List every line in the records below that contains the word "grass".
** begin Provided records **
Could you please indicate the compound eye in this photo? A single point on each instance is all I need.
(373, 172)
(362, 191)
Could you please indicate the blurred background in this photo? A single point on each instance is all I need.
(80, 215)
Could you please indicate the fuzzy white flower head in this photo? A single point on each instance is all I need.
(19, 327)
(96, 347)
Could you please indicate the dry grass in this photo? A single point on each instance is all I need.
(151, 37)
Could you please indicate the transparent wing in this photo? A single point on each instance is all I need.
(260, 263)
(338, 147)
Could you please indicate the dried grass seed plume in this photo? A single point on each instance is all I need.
** end Provided records **
** begin Provided records **
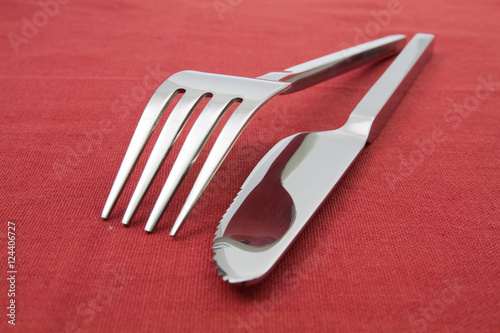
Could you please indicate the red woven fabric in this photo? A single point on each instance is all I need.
** end Provided records **
** begin Provided records **
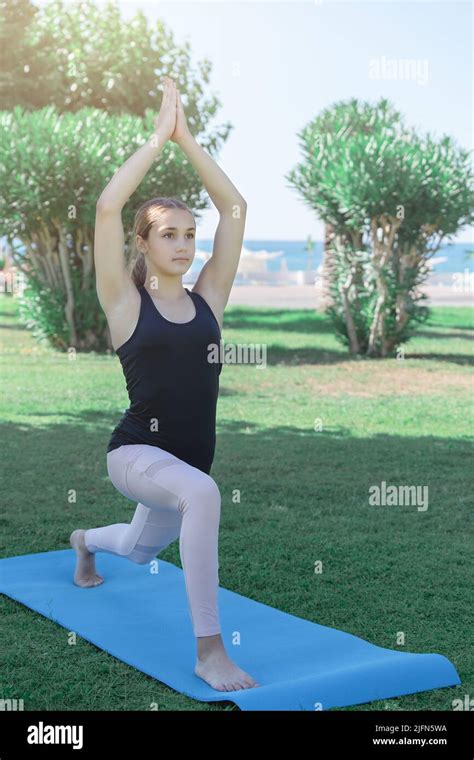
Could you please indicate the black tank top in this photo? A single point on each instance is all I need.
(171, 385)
** end Provided records **
_Solved problem_:
Could you please indicate the dry grass in this photo? A single point on each instance is all I need.
Could you please indicate the dried grass seed plume in this photo? A single point on each instance is all I need.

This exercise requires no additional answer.